# DOCUMENT EXCERPT
• • • • •

Ryzen linux user. I haven't experienced these issues yet, but I have experienced a few growing pains with early BIOS revisions not being 100% stable for me, and RAM speed and timing challenges. Mostly resolved, though RAM speed is still slightly shy of XMP settings.
System is overclocked ([email protected]) and has been up and 100% solid for weeks now. 3.85 actually worked and tried to stress it by compiling a bunch of stuff. Didn't have any segfaults or other issues. Worked great.
Only after using an artificial stress tool (stress-ng) did I finally decide 3.85 was not 100% stable at stock volts. Backed off to 3.8 to avoid voltage increase for now. Haven't rebooted since.
The issues being reported do seem legitimate, however. Not sure if it's the memory controller having trouble with certain DDR4, the motherboards, or errata within the Ryzen CPU itself. All seem plausible. Hopefully AMD finds a resolution. In the meantime I'm glad I'm not affected.
Initially this question was going to be "can we log executed instructions" but I rapidly realized that not even DDR5 could keep up with such a logging system - it would slow things down too much and likely mask the bug (not to mention the TBs of space that would be needed).
Rethinking a bit, my 2nd take is to see if it's possible to somehow repeatedly synthesize workloads from (presumably smaller, more manageable amounts of) seed data.

• • • • •

# ROWS
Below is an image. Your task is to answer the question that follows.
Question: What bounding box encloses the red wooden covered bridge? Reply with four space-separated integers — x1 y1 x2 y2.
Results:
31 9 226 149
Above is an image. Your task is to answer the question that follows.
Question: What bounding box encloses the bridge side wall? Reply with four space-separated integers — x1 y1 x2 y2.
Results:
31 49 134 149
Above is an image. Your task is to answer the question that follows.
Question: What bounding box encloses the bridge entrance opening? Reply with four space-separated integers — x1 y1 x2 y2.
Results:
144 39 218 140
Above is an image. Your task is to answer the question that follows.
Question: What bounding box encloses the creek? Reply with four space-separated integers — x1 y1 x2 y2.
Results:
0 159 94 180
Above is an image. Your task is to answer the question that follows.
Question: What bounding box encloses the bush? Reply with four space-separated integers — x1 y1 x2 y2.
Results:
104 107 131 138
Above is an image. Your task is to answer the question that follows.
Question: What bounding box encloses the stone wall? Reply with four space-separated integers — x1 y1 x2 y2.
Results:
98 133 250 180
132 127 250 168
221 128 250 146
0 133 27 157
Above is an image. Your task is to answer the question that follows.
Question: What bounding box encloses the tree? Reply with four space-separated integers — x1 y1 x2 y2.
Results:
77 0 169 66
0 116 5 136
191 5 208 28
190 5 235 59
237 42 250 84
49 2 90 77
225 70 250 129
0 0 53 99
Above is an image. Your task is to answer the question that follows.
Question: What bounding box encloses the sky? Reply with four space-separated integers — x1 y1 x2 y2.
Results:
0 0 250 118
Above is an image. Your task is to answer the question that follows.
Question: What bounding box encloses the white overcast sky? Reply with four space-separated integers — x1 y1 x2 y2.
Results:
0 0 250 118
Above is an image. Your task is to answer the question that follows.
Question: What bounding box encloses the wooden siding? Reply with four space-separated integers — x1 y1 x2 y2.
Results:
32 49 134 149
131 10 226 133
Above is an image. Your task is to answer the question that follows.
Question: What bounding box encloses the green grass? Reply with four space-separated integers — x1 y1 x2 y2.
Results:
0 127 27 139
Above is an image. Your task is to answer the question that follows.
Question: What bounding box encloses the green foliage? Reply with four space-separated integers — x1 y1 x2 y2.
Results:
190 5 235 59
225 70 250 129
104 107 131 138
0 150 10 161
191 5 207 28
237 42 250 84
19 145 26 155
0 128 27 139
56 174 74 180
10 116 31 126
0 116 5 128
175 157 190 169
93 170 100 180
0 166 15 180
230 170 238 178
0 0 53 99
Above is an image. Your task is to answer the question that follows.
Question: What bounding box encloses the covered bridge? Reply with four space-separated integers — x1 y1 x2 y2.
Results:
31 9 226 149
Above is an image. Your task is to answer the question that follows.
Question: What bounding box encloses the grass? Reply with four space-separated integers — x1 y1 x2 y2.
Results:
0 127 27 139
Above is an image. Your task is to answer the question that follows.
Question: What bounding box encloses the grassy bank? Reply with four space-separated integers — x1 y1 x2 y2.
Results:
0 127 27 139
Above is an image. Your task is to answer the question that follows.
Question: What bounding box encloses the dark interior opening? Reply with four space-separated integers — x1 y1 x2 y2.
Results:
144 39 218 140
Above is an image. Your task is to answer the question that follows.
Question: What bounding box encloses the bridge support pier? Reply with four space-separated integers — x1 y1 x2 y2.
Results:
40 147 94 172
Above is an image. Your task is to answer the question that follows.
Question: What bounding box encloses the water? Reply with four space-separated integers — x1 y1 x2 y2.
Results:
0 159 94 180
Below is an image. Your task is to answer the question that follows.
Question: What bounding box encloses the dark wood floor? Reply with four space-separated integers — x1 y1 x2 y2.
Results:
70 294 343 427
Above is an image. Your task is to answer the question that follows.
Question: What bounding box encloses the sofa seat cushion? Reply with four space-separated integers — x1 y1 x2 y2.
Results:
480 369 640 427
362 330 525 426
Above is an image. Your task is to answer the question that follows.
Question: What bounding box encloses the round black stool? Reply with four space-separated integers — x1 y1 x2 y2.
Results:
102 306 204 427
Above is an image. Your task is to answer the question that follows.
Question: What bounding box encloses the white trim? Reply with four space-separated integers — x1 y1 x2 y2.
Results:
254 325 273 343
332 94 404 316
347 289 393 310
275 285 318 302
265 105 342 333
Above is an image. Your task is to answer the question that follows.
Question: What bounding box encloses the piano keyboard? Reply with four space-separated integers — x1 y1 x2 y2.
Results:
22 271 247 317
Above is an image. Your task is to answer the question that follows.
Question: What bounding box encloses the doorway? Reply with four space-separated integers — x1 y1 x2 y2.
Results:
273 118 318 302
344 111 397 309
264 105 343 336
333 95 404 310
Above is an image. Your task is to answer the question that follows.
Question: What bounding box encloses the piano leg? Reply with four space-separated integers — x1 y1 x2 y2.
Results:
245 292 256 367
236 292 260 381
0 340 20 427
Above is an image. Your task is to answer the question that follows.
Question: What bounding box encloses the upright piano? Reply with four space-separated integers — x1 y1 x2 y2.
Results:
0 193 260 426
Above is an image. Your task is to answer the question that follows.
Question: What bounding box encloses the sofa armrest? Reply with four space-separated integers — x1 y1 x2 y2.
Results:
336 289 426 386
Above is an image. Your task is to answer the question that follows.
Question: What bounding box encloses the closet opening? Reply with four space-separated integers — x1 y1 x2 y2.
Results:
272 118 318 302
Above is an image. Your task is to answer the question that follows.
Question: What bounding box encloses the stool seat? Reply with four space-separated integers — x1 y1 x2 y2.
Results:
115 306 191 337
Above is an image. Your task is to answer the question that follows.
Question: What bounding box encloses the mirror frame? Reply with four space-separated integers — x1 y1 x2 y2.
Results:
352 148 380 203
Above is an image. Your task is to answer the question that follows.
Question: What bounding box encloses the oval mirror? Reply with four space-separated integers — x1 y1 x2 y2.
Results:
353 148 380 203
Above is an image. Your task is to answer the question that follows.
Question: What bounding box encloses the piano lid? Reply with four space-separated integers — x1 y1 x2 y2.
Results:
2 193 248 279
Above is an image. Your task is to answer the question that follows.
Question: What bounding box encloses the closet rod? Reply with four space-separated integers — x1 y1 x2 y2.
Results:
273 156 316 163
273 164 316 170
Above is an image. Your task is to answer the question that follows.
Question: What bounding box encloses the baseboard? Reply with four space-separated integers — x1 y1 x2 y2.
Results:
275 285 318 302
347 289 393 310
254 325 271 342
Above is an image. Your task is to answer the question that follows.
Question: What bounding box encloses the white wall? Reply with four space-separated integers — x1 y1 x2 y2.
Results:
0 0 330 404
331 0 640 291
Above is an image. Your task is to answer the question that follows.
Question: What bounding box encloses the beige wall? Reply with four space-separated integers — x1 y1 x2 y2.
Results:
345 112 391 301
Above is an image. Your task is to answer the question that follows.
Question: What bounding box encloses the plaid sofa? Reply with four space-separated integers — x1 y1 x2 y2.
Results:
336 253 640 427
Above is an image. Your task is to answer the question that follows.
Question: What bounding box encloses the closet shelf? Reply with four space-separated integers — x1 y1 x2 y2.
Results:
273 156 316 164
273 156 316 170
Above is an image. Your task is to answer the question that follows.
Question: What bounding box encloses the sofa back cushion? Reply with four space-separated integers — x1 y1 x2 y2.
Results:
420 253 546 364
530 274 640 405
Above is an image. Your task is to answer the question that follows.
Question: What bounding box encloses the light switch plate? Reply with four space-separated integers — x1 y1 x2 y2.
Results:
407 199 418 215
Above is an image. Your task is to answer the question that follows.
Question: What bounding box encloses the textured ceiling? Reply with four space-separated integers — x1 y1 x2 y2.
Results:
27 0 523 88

• • • • •

# INSTRUCTIONS FOR THE TASK
Please pick up the forum thread on Ryzen stability under Linux after its final sentence and carry it forward.

# EXERCISE RESPONSE
One of the users in the AMD forum thread (I don't seem to be able to get a permalink) mentions that they're experiencing gcc crashes on Ubuntu inside VMWare on Win10! This means that the bug fits inside two kernels' preemptation/task scheduling and a hypervisor! Interesting.
What stumps me is that some users are experiencing gcc segfaults, while others are getting faults in `sh`.
...yeah this has me stumped. CPUs are so fast, and we have no idea where the problem is.
Since programms are non-deterministic, knowing the initial parameters should be enough, theoretically, but I am not sure if the internal translation of microcode is still deterministic. Considering the initial conditions for the kernel and every other part of the system would have to be reset in hardware and rebooted for every run until the bug is triggered, I'm not sure how feasible this approach would be.
Edit: My comment doesn't even get to your question. I mean, bug reproduction is quite hard before recording.
> Initially this question was going to be "can we log executed instructions" but I rapidly realized that not even DDR5 could keep up with such a logging system - it would slow things down too much and likely mask the bug (not to mention the TBs of space that would be needed).
Yes, the instruction fetching is quite a big part of all memory/cache reads :)
From my experience, tracing the execution paths is possible, but it isn't really logging every instruction.
To isolate the fault, one can start use a kind of binary search on the program containing the fault. By putting in one very light weight tracing instruction that records being executed one can look for the fault happening before the tracing instruction is executed or if the fault happens after the tracing instruction. The tracing instruction can be moved to the half of the code where the fault happened. By repeatedly dividing the code into smaller regions one can eventually narrow the location down to a small sequence of instructions that might contain the problem.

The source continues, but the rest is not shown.